Report each line of the records below that contains the string "skate", treating uppercase and lowercase letters as distinct.

EXTRACTED INFORMATION
*****
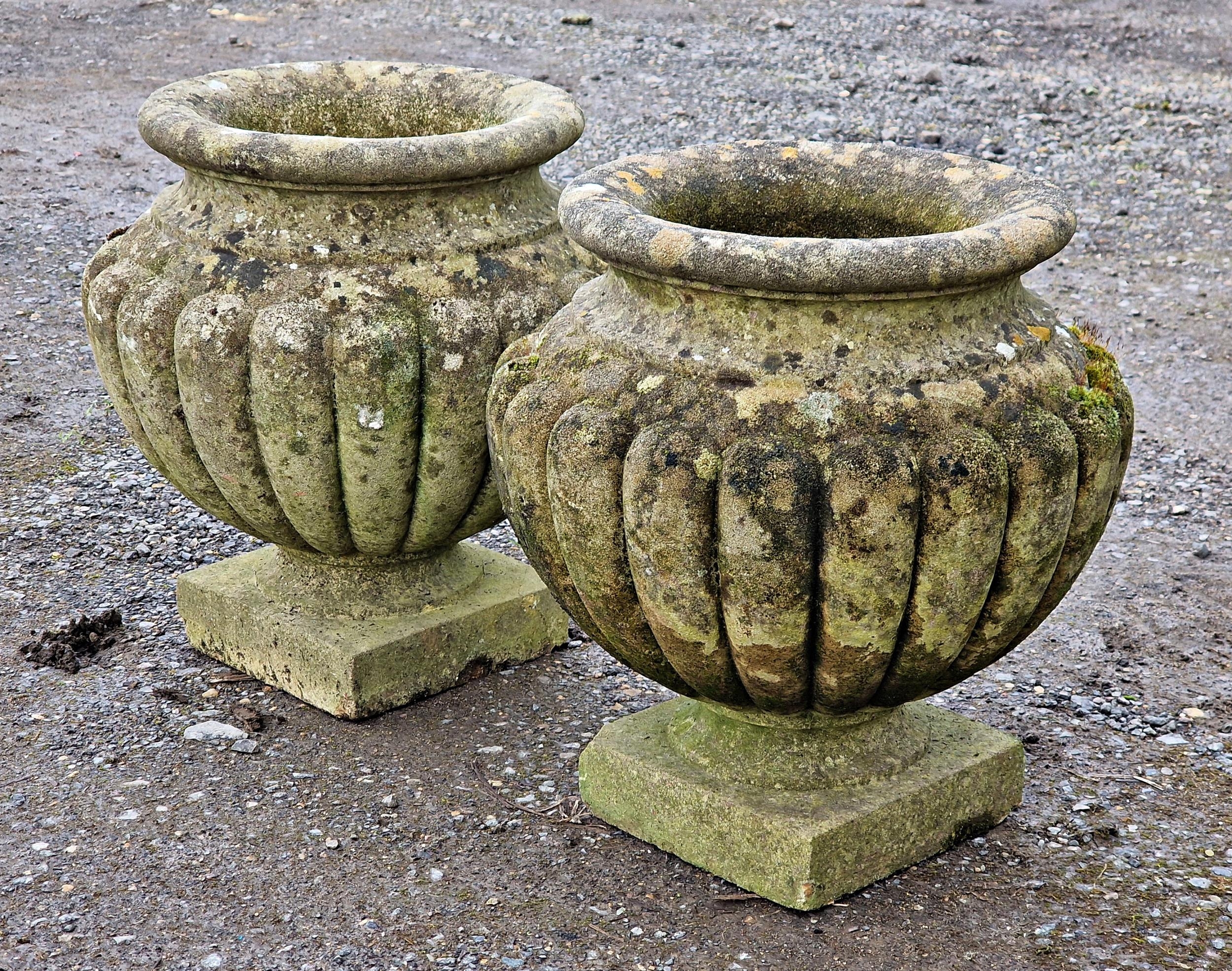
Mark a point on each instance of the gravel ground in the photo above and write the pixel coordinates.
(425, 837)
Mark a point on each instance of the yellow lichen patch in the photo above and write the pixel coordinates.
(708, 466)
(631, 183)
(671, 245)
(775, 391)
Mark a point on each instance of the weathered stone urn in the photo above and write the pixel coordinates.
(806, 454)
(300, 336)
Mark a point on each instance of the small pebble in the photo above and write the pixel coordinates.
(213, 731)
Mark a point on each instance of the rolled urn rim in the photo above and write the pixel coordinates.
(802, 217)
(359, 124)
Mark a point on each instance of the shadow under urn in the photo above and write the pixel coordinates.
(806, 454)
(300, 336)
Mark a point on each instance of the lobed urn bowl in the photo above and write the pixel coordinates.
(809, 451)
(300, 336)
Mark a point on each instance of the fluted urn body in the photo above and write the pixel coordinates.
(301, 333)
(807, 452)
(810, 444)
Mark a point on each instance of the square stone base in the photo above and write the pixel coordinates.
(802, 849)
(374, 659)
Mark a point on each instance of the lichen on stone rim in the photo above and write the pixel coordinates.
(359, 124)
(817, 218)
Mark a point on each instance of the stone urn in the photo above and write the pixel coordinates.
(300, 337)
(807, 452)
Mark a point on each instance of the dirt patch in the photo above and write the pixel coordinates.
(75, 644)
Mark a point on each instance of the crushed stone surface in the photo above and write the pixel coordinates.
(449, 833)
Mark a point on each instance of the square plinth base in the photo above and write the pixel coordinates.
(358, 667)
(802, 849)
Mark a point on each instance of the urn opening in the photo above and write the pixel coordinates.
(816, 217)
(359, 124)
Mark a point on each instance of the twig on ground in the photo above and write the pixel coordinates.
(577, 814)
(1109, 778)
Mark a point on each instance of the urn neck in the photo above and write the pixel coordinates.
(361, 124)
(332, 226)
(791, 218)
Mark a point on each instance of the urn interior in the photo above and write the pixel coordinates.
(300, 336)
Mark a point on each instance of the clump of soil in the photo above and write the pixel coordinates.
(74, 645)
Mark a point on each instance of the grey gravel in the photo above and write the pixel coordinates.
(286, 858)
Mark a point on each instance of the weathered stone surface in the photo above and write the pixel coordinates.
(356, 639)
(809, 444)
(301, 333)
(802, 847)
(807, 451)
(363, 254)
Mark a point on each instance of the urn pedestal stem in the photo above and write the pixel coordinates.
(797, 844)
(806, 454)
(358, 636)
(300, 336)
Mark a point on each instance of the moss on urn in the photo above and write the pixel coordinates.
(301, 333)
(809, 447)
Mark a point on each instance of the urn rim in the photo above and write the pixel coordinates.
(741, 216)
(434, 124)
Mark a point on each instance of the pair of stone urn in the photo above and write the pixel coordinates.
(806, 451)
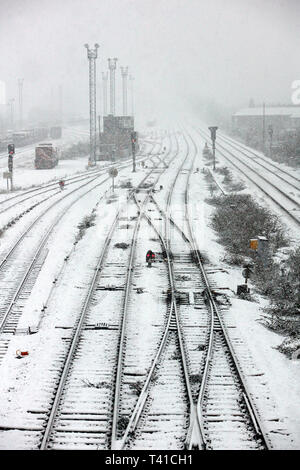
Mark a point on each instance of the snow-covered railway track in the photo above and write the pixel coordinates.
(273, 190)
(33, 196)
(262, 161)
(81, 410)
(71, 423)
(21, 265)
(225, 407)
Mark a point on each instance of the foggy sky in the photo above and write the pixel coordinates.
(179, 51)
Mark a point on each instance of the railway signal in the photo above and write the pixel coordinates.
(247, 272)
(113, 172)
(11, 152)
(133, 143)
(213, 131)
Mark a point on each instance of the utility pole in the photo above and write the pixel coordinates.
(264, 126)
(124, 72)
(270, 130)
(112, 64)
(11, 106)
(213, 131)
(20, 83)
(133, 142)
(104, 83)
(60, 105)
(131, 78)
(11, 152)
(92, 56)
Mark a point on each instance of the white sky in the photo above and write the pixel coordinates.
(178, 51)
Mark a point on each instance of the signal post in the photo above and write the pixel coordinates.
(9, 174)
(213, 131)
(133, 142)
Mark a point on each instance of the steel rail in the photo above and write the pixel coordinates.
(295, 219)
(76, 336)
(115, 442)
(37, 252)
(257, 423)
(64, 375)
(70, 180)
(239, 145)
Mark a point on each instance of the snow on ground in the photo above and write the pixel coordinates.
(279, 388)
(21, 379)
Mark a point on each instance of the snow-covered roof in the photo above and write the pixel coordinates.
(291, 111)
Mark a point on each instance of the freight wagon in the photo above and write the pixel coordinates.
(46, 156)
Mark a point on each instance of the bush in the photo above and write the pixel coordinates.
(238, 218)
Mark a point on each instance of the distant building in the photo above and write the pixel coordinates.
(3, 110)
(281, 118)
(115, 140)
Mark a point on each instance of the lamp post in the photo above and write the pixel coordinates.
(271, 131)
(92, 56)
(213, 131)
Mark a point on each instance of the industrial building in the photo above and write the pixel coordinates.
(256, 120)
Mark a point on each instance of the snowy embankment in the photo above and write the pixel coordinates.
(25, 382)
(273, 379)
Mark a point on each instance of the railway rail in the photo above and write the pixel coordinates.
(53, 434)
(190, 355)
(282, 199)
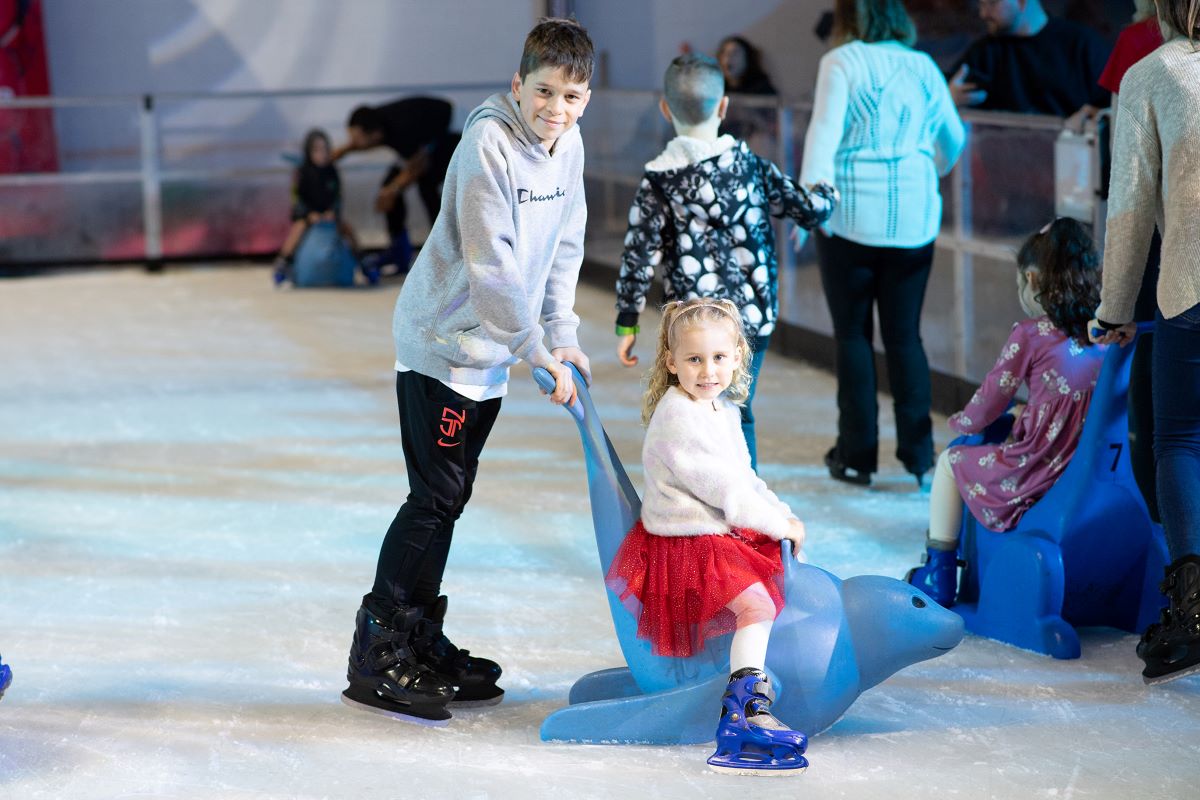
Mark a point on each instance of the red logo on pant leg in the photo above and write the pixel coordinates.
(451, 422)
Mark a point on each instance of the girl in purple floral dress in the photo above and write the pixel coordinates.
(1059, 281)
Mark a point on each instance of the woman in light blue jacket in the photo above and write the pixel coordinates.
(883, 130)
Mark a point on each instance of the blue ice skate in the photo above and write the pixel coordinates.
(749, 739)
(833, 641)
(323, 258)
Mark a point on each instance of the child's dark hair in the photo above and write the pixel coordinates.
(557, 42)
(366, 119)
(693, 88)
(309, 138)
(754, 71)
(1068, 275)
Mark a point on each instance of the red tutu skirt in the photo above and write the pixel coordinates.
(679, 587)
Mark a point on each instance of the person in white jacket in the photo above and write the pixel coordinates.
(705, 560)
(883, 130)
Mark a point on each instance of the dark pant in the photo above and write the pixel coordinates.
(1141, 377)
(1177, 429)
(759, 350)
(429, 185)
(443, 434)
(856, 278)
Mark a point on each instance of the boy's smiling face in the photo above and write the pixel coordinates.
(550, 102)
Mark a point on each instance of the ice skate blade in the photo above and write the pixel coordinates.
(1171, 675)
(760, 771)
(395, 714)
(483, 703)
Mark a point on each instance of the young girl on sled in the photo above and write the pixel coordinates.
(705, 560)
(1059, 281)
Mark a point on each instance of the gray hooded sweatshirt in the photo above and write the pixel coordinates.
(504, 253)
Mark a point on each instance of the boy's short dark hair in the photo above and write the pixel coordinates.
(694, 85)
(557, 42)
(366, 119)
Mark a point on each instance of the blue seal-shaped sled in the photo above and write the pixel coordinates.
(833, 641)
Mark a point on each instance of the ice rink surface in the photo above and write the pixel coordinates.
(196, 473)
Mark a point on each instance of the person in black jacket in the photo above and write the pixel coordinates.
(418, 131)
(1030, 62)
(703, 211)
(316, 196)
*****
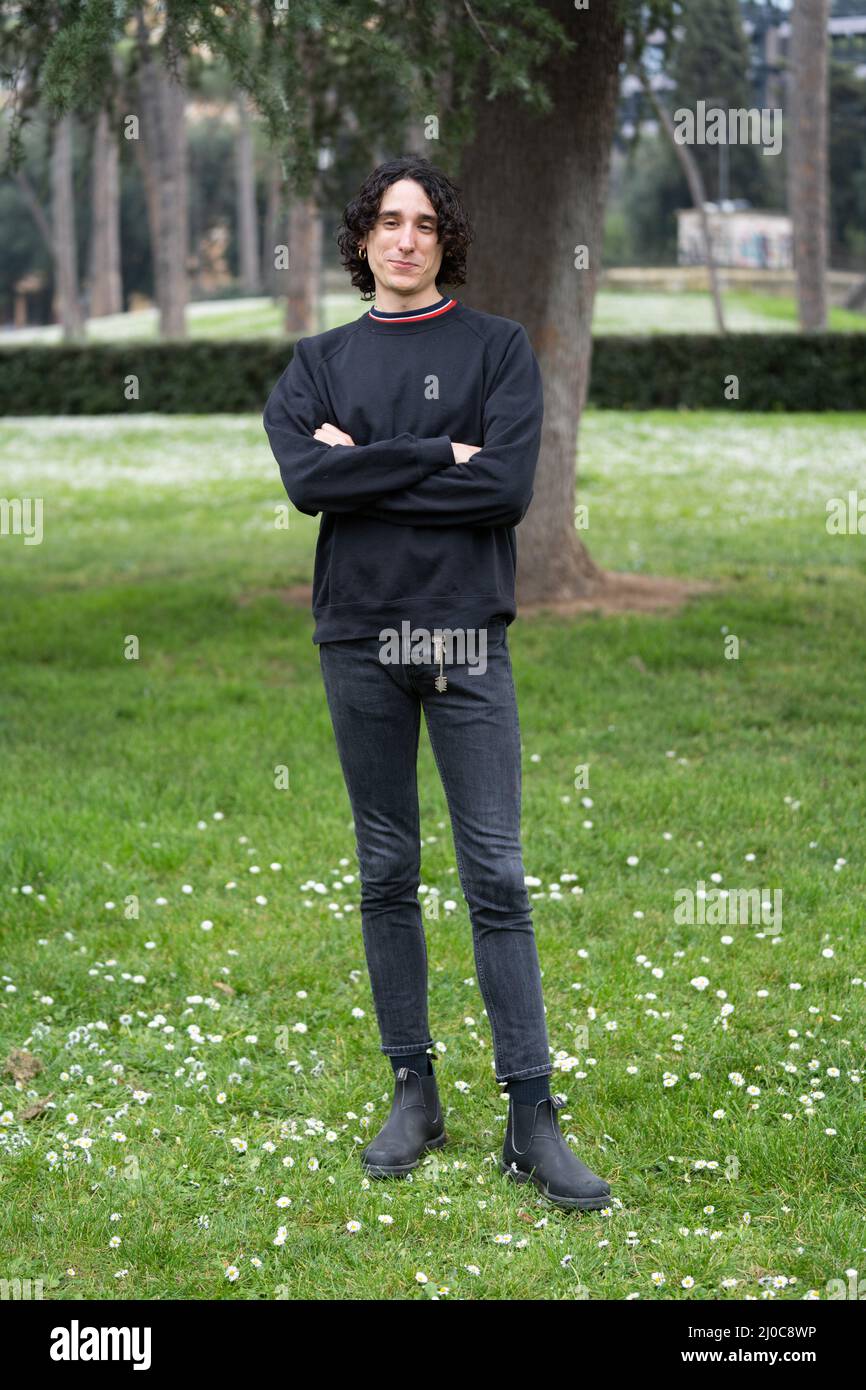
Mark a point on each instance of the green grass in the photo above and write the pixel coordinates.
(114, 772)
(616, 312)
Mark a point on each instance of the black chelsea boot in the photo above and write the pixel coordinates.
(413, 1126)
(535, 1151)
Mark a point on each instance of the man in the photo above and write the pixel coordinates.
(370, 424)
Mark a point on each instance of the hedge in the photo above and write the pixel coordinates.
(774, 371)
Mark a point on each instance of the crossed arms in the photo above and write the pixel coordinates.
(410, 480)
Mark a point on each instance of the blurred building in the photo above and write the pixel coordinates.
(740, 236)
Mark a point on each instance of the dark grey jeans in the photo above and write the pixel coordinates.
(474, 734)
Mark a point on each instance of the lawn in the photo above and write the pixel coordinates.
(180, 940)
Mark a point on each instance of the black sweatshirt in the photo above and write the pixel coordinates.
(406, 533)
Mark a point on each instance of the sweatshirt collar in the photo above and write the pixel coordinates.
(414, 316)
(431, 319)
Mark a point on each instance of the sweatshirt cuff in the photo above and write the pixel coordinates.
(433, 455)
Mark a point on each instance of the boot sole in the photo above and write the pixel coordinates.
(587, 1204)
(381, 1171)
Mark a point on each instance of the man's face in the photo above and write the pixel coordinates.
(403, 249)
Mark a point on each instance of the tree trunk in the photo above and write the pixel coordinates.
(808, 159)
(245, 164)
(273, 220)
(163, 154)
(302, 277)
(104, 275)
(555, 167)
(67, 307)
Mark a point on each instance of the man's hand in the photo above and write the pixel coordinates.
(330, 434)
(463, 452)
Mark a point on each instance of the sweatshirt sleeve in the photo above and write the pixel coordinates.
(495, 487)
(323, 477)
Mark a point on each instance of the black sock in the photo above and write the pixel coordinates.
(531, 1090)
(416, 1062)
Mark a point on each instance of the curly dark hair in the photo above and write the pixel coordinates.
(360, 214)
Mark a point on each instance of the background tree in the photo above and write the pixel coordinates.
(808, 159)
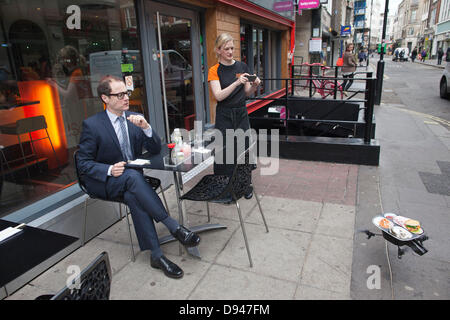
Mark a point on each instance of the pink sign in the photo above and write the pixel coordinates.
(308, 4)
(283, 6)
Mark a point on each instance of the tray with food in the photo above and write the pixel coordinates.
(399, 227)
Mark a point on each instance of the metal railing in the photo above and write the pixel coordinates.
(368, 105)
*****
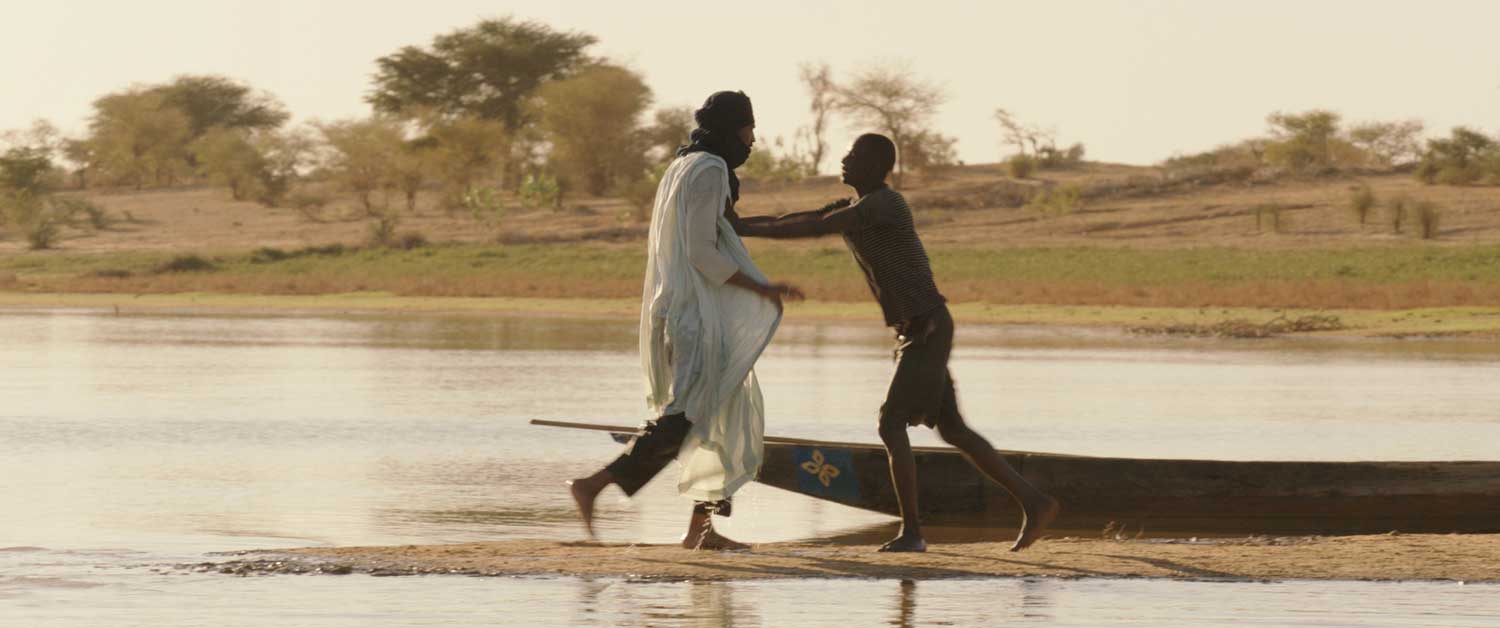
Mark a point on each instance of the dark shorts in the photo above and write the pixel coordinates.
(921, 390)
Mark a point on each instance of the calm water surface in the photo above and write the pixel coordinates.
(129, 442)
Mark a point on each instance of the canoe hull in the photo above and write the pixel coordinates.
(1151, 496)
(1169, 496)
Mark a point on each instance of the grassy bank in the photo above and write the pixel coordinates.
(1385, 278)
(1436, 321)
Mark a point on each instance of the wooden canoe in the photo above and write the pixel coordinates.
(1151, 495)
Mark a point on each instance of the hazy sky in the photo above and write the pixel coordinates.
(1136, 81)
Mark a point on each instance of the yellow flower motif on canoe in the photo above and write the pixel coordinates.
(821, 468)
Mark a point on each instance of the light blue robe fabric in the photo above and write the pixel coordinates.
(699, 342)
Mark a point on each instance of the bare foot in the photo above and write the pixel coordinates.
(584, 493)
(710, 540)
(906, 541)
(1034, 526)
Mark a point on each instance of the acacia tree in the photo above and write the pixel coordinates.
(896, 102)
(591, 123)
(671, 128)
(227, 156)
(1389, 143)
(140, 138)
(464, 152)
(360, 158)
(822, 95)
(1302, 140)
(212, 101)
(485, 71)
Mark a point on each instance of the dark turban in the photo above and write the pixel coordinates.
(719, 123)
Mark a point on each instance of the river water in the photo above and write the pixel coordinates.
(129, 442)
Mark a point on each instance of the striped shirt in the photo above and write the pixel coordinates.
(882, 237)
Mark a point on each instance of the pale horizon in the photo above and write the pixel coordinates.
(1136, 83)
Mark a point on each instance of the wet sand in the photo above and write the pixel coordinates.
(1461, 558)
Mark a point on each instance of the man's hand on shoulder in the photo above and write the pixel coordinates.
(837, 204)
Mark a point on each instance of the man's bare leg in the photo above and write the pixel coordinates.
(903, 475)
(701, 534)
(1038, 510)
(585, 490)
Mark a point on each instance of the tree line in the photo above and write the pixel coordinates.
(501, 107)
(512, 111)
*****
ANSWER TO THE EXERCISE
Mark a point on each instance of the blue ice skate in the photo above and write the pixel coordinates.
Mark a point on each instance of the ice skate blade in the photo above and write the pixel coordinates.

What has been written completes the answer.